:: Exercises to complete ::
**a.** Can you give the Omicron post again from "My son first" up to and including "good and sick.", substituting "niece" for "daughter"?
**b.** Can you continue the Omicron post from where it stops?

:: Text segment ::
Tuesday, March 8, 2022

Experiencing Omicron, and "covid tongue"

 

My family got covid, myself, my wife, and two kids, just not my wife's mother or two aunts that are visiting.

My son first came down with it coming up on two weeks ago, on Friday, Feb. 25, with a test confirming that the next day.  Then my wife and daughter on Monday (on Eye's birthday, too bad about that), and I showed symptoms that Tuesday night, with testing on Wednesday not returned until Thursday, by which time I was good and sick.  




Basic Omicron symptoms seem to be dry cough, headache, fatigue, sore throat (with mine fairly intense), possible early high temperature (moderate though, and I didn't get that), limited body aches, and some sneezing.  And "covid tongue."


My sense of taste had shifted a lot over the day I first wrote some of this, Sunday the 6th, even though I was really recovering (all relative, kind of a long process).  The day before that I had tasted metal when I wasn't eating or drinking anything, and the next day my tea tasted just like water to me, with even tongue based sensation seeming to drop out.  I could detect sweetness, but not very well, not getting as clear an impression of the level.  I tried some of my kids' Trix cereal and it seemed sweet, but it could've been Fruit Loops or Fruity Pebbles and I couldn't tell the difference.  Later Sunday my sense of taste seemed normal again, and I could taste later rounds of that same tea just fine.  Then yesterday morning and this morning again nothing from the tea I tried; I couldn't have been sure it was tea just from the taste.

It's all good though; we're all going to be fine, and my sense of taste will return whenever it does.  It coming and going seems strange, and that strange metallic taste "noise" experience was really something.

(Entries taken from a collection)
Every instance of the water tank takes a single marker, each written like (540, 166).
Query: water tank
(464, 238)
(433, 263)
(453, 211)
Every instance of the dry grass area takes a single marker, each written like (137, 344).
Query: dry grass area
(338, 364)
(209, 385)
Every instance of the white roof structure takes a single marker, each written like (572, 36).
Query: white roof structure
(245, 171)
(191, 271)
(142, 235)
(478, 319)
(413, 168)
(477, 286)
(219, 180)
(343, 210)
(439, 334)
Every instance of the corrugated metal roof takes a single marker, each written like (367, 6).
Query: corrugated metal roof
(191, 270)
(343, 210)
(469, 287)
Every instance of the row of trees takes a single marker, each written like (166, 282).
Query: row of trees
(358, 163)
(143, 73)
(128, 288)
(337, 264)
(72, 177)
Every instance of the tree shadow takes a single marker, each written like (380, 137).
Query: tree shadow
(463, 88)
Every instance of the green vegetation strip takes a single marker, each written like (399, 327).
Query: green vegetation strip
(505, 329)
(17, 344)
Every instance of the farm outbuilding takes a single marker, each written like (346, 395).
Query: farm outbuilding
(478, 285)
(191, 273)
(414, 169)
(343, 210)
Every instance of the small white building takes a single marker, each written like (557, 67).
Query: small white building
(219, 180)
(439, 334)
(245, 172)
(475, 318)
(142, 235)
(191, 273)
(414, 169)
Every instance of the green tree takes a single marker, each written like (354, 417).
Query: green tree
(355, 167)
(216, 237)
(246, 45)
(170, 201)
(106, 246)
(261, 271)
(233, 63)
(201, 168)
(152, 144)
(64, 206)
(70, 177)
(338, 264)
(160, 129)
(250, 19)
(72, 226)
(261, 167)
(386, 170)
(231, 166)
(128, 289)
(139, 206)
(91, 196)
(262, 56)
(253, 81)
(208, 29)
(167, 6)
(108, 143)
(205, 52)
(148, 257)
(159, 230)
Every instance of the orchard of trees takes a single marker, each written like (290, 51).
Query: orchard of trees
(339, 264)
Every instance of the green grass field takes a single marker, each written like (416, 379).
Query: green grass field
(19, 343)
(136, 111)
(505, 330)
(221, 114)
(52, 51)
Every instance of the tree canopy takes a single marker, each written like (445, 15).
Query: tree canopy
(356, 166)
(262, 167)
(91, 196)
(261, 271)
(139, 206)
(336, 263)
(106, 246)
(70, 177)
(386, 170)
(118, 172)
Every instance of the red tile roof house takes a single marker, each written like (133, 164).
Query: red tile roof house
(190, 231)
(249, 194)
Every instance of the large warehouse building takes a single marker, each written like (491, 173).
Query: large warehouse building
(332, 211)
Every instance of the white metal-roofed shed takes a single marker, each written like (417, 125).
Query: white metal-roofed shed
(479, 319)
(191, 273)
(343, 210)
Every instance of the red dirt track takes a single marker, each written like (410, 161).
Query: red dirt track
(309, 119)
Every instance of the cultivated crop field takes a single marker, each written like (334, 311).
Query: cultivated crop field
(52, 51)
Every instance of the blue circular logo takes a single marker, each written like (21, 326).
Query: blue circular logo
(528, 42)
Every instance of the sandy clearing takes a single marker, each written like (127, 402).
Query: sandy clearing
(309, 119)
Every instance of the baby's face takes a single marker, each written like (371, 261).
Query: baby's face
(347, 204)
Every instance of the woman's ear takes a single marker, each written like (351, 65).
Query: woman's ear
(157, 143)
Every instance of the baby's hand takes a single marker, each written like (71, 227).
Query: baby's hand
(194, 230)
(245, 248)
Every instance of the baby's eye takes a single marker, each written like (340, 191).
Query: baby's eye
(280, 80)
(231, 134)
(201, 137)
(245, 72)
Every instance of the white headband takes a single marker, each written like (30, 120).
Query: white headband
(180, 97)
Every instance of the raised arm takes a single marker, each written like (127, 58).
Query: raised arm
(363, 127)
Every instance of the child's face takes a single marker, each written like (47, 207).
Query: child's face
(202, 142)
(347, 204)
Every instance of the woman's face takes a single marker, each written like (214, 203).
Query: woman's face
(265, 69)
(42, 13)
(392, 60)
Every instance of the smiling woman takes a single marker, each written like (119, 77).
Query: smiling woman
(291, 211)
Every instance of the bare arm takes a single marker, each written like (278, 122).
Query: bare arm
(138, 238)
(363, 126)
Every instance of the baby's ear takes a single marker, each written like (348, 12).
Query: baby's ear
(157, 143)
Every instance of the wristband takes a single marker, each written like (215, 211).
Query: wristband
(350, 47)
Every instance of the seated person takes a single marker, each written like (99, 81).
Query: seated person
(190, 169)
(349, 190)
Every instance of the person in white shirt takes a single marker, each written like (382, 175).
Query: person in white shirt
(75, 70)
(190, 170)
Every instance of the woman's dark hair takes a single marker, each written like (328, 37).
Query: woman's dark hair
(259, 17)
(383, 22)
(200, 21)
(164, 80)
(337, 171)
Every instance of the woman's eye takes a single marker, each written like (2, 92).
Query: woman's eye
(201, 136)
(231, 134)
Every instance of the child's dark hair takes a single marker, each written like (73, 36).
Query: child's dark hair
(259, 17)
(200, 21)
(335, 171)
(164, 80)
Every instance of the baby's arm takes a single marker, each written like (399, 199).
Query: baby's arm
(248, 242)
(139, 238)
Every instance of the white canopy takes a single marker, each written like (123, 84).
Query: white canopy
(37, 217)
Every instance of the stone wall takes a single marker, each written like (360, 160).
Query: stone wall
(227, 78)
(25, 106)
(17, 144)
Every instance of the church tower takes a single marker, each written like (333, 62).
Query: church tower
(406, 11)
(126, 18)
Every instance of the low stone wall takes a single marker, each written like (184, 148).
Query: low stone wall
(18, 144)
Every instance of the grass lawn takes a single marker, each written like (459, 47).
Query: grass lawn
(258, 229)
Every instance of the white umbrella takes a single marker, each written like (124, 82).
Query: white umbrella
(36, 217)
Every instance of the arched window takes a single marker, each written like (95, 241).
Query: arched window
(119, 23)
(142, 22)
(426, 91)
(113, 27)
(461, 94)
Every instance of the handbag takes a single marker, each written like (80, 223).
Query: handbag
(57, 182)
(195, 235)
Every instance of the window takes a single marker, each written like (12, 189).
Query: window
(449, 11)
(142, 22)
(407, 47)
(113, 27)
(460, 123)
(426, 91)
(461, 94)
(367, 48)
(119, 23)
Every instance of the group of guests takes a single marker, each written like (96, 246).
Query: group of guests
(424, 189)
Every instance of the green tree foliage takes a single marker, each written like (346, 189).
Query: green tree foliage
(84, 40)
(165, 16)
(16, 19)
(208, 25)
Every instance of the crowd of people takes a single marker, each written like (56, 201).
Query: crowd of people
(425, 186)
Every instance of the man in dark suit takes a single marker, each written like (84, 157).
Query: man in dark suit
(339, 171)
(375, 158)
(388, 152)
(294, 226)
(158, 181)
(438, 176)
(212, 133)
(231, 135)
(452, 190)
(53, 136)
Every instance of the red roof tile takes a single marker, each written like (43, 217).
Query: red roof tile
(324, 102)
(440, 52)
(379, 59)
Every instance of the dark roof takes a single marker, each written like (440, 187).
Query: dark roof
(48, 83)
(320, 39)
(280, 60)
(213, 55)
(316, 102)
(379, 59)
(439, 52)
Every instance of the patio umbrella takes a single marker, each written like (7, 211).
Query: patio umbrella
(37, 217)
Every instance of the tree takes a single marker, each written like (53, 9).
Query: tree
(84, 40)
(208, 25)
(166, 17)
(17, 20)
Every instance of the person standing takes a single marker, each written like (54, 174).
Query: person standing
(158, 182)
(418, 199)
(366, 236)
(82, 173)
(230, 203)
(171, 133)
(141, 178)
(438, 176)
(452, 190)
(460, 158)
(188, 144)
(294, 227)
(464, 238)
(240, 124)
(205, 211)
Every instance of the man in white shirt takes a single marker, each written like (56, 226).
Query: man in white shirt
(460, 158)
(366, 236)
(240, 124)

:: Responses in order ::
**a.**
My son first came down with it coming up on two weeks ago, on Friday, Feb. 25, with a test confirming that the next day.  Then my wife and niece on Monday (on Eye's birthday, too bad about that), and I showed symptoms that Tuesday night, with testing on Wednesday not returned until Thursday, by which time I was good and sick.

**b.**
The kids had an easy time with it, but a harder first day, experiencing mild fever for the first 24 hours.  Then within 48 hours of showing symptoms both were clear.  I'm at day 8 of having symptoms and I'm past the worst, I hope, and feel better, but not normal.  We all took anti-viral meds, and I'm also on anti-biotics for a secondary bacterial infection that came on fast.  That can happen to me with colds and flus too, seemingly an immune system weakness that I should get sorted out.  I had the Pfizer booster a month ago, and two AstraZeneka shots last year, as my wife did, with both of us getting the second within 6 months prior to now.

Thailand's Omicron wave ran late, so that the country has been caught in what hopefully is the peak of it for only a couple of weeks now (but may not be the peak yet):

March 7 capture


It helps place that to review deaths stats as well:




Of course those numbers are under-counted, as all covid stats are, regardless of what pandemic deniers like to claim about hospitals making up cases.  I know people here who "rode out" covid without ever getting an official test result or medical support.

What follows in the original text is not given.